SELECTED TEXT »
Friday, February 26, 2010

The 28th Best Classic Horror Short Story 1800-1849 is Hop Frog by Edgar Allan Poe



I pick Hop-Frog as the first classic horror short story by Edgar Allan Poe to appear in this countdown of the Top 40 from 1800-1849. Enjoy it this weekend if you have never read it, or have not experienced it in a long time. I will give my thoughts early next week.

Thursday, February 25, 2010

Author of the 28th Best Classic Horror Short Story 1800-1849 is Edgar Allan Poe



The classic king of the American horror short story, Edgar Allan Poe, makes his first appearance on this countdown. Poe was born on January 19, 1809 and he died of mysterious circumstances on October 7, 1849 at the age of 40. This is a link to a fine Poe biography by William Heath Robinson that I included in Edgar Allan Poe Annotated and Illustrated Entire Stories and Poems. I hope you enjoy it.
Stay tuned tomorrow when I will disclose Edgar Allan Poe's first tale on this countdown of the best classic horror short stories from 1800-1849. Thanks!

Saturday, February 20, 2010

Death by Lady Vampire?



There have been many rumors and innuendos surrounding my death by a lady vampire in the Geblüt Mansion of Hell, Michigan. I wanted to put my friends at ease in letting them know that I am back from the dead, or rather undead--so to speak, and doing better than ever.


For those of you who are wondering about all the strange photos and comments on my Wall, I'll explain: for forty two minutes on February 18, 2010, I clogged up the social networking airwaves with a literary ruse in the grand style of Edgar Allan Poe’s “The Facts in the Case of M. Valdemar” or “The Balloon Hoax.” For the past week I had been posting how a friend in real estate had gotten a mansion in Hell, Michigan that had been foreclosed. I told all how I planned to visit the mansion and would be sending back a feed as I toured the old place, which had links to a lady vampire and people who had disappeared over the years in the 40 acres surrounding the mansion. At the time set I went “live,” uploading photos I had stored on my computer every few minutes. The comments were hilarious and I spent those forty two minutes laughing to the point of crying, especially when I uploaded the photo of my wife as the vampire.


Alas egad! Apparently I offended some who thought my untimely death by the teeth of Lady Esselte was real, only to later conclude they may have wasted their time. I am sorry for this. After all, there are many more important things to do on social networking sites like announcing how many pigs you bought at the farm and passing out sparkly hearts and shimmering rainbows. Did I mention glittering fish? And let’s not forget those photos of animals hugging and florescent pink bunnies in rain-slicks that need to be given away.


Okay, on second thought I am not sorry for having caused this literary brouhaha. I am glad for those of you who were able to experience this with me “live’ and I hope you will remember it for some time to come. I have never seen this done before on a social networking site. I plan to publish the entire ruse as it unfolded in my new short collection. It should drop in Q4 of this year. I will keep you--well--posted.

In closing, I sincerely hope this post has gone a long way to dispelling those rumors and innuendos surrounding my death by lady vampire. Thanks to all of you who participated (willingly or unwillingly).

ABOUT THIS EXERCISE » According to the blog posts, on what date did Edgar Allan Poe die? The material that comes next is separate from the blog posts above and has no connection to them.

DATA PROVIDED »
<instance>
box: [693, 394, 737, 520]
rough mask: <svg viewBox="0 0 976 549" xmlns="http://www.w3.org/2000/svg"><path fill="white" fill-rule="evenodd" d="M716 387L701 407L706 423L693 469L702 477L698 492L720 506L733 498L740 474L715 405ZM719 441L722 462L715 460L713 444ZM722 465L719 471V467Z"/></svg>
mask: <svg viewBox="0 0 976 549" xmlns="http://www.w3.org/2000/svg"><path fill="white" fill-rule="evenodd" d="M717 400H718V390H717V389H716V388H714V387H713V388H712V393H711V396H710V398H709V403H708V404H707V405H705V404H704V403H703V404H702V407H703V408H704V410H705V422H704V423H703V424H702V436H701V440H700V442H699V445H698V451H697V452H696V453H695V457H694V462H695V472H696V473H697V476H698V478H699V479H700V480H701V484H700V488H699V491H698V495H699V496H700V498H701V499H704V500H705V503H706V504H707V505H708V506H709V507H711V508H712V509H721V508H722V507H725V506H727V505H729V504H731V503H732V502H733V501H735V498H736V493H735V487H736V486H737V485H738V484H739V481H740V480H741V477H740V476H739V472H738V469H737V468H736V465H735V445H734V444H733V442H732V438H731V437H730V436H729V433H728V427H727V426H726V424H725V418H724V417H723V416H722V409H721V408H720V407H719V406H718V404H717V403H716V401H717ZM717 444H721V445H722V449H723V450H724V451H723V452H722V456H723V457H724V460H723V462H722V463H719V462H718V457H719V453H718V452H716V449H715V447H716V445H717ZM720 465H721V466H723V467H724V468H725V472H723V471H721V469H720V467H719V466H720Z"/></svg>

OUTPUT » October 7, 1849.